What is needed:
Within the records that follow, find every line containing the string "pixels". Copy those lines.

Data in this exercise:

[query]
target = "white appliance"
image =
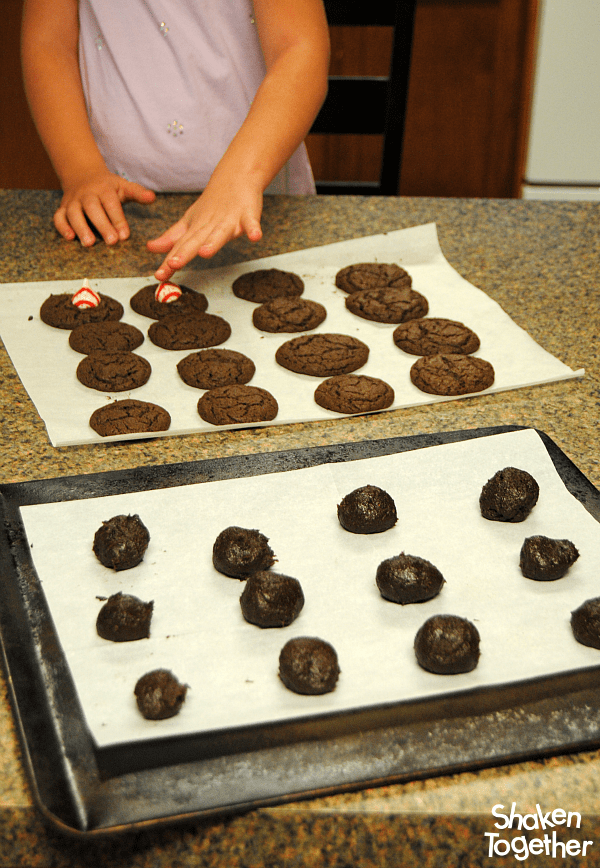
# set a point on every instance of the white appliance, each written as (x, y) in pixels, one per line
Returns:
(563, 156)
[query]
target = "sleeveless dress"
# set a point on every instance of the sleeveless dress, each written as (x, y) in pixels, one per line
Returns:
(167, 85)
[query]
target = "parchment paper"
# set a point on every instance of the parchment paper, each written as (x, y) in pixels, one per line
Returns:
(231, 666)
(46, 364)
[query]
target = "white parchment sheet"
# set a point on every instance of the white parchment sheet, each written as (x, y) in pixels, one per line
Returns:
(46, 364)
(231, 666)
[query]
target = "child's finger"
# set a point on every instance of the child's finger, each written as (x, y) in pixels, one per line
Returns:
(111, 205)
(95, 211)
(139, 193)
(73, 217)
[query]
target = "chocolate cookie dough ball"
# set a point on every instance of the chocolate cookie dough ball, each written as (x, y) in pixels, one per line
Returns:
(585, 623)
(124, 618)
(159, 694)
(367, 510)
(447, 645)
(309, 666)
(271, 599)
(545, 559)
(239, 552)
(509, 495)
(408, 579)
(121, 542)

Answer space:
# set a point on every instance of the white appliance, each written as (x, y) in pixels, one per line
# set a point on every instance of the sleeveless dress, each written as (x, y) in pixels, one per line
# set a point on every instance of the parchment paper, each written as (x, y) in pixels, one per line
# set a point on every instance of the white parchment sheet, each written as (x, y) in pixels, one per line
# set a point on every instance of the child's finger, each written as (x, y) in pixels, one per line
# set a point on every instance of the chocolate cookie dough ball, each written as (x, y) in pixels, one per line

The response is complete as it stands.